7.2. How Adi Da's understanding of the Vedanta Temple events changed over time

In 1972 (in His autobiography, The Knee of Listening), Adi Da wrote this about His visiting the Vedanta Temple in Hollywood in 1970 [bolding is mine]:


Vedanta TempleSome time in late August [1970], I happened to go to the bookstore at the Vedanta Society in Hollywood. I noticed there was a temple on the grounds, and I went in for a few moments of meditation. As soon as I sat down, I felt a familiar Energy rush through my body and clear out my head. I could feel and hear little clicking pulses in the base of my head and neck. By many signs, I immediately recognized the characteristic Presence of the Divine Mother-Shakti.

As I meditated, the body and the mind swooned into the depth of Consciousness, and I enjoyed an experience of meditation as profound as any I had known at the shrines in India. I had no idea how the Vedanta Society Temple ever became a seat of the Divine Shakti, but it was obviously as Powerful a place as any of the abodes of the Siddhas in India.

I began to go frequently to the Vedanta Society Temple for meditation. As the days passed, I began to marvel at the Power of this place. I had traveled all over the world, believing there were no Spiritual sources of this kind in America. Now I had been led to this small, isolated temple in Hollywood, where very few people would be likely even to be sensitive to the Divine Shakti — and, even if they felt It, they would be unlikely to recognize Its Importance.

I became aware that the Divine Mother-Shakti had taken up residence in this temple, and that I had been drawn there by Her. I Enjoyed the fact that I could go there and be with Her whenever I chose to experience Her Joyous Presence. It was even a truly private place. I could go there unhindered, and I could spend time there completely unobserved. The temple was dedicated to Ramakrishna, the great Indian master of the nineteenth century, but no conditions were placed on me by any external rule or tradition. This was truly an opportunity for me to live independently with the Divine Mother.
◇ ◇ ◇ ◇ ◇
▶ INSTRUCTION A:
In the Vedanta Temple account, switch "private" to "secluded" and write out again the part that opens with the words containing "I became aware" and closes with "the Divine Mother.".
▶ INSTRUCTION B:
According to the Vedanta Temple account, to whom was the temple dedicated?
▶ INSTRUCTION C:
Carry on the Vedanta Temple account from the point at which it stops.

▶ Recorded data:
◇ ◇ ◇ ◇ ◇
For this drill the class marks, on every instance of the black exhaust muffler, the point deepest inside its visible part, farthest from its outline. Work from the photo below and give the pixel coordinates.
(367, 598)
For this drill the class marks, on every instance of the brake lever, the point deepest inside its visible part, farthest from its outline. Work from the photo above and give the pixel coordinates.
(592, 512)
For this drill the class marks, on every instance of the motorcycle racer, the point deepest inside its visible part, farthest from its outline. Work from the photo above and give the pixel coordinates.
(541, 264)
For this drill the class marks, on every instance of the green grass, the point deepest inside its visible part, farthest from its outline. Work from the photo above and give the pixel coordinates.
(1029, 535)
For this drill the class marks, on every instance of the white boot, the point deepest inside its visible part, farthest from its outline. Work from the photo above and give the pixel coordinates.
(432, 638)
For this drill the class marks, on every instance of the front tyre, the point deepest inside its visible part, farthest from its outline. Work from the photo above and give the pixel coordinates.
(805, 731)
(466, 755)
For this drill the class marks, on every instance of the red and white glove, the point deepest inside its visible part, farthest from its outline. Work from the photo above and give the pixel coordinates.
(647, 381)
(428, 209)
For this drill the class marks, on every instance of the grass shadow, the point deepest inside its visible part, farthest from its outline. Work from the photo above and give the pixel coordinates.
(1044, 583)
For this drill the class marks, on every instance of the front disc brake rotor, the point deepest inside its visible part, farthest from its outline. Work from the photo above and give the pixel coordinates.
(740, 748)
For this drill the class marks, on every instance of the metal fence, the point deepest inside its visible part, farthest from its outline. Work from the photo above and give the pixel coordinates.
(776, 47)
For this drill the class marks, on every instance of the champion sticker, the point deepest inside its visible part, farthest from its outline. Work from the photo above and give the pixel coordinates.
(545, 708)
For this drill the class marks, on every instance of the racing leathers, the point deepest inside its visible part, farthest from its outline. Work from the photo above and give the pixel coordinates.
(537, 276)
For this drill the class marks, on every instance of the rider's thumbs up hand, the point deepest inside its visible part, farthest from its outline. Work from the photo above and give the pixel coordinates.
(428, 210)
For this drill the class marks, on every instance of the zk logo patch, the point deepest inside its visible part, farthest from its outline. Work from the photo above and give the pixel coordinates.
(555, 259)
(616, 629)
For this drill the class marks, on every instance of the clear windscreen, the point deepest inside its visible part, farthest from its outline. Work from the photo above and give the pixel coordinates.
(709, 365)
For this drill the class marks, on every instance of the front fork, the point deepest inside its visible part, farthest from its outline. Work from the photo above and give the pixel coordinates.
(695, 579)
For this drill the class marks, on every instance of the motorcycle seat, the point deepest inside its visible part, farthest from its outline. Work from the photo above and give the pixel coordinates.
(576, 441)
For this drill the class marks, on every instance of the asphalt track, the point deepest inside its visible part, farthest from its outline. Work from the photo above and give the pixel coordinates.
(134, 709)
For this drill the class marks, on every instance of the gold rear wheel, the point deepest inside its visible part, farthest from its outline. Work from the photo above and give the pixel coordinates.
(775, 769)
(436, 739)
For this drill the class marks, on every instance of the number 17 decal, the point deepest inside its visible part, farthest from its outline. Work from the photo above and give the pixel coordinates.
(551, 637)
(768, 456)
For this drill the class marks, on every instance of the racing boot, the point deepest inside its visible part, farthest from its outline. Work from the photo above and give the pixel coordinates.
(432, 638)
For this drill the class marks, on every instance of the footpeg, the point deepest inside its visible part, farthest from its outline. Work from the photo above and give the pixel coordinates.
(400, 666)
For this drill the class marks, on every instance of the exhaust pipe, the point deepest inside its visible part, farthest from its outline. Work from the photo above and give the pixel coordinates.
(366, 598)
◇ ◇ ◇ ◇ ◇
▶ FINAL ANSWER A:
I became aware that the Divine Mother-Shakti had taken up residence in this temple, and that I had been drawn there by Her. I Enjoyed the fact that I could go there and be with Her whenever I chose to experience Her Joyous Presence. It was even a truly secluded place. I could go there unhindered, and I could spend time there completely unobserved. The temple was dedicated to Ramakrishna, the great Indian master of the nineteenth century, but no conditions were placed on me by any external rule or tradition. This was truly an opportunity for me to live independently with the Divine Mother.

▶ FINAL ANSWER B:
Ramakrishna, the great Indian master of the nineteenth century.

▶ FINAL ANSWER C:
Avatar Adi Da Samraj, The Knee of Listening [2]


Many years later, He would more fully understand this "unlikely" Appearance of the Divine Shakti in such an obscure temple in the United States in a completely different way [bolding is mine]:


The years leading up to the Vedanta Temple Event were preparation of this bodily Vehicle for My Divine Avataric Work. From the Culminating Moment in the Vedanta Temple, I was Doing My Divine Avataric Work. It began instantly.

You must understand that what occurred with Me in the Vedanta Temple Event was not "in" the Vedanta Temple. It followed Me there. It arrived with Me. The Breakthrough occurred there, but it was not because It was something that was there in the Vedanta Temple and is still there now. What occurred with Me there arrived with Me, and left with Me.

The Force of My Own Person has been Intervening in this bodily Vehicle from Birth, again and again. It is simply My Own Person Intervening in the Vehicle of My bodily human Manifestation until, ultimately, there is no "difference". Therefore, this bodily Vehicle coincides with My Divine Person absolutely, without "difference".

Avatar Adi Da Samraj


As anyone who has spent significant time in Adi Da's Company knows, He is the master of discrimination. And so what might seem like a minor or insignificant discrepancy to the reader ("I had no idea how the Vedanta Society Temple ever became a seat of the Divine Shakti") would be something He would notice, remember, and consider — for years, if necessary — until He had resolved the discrepancy: even if the resolution ended up being a 180 degree turn from His original understanding . . . as in this case.

Even though this growing Awareness and clarification of the nature of His Own Divine Presence (and its effect on the events in His life and work) was a very real process that took decades, Adi Da had a clear intuition of where it was going, even from the very beginning, as illustrated by the following communication from 1974 — even then, He intuited that His Own State and Person was actually the Force behind the scenes, even when other Spiritual Realizers were involved. This included His relations with His Own "Gurus" [bolding is mine]:


You must understand how I have worked with those who have functioned in my life. . . . I have always assumed the traditional attitude toward those who functioned in my own case. I have always treated them respectfully and honored them as Guru, without making all kinds of false claims about them. It is simply that at this point in my work, quite a different relationship to all those things is appropriate. . .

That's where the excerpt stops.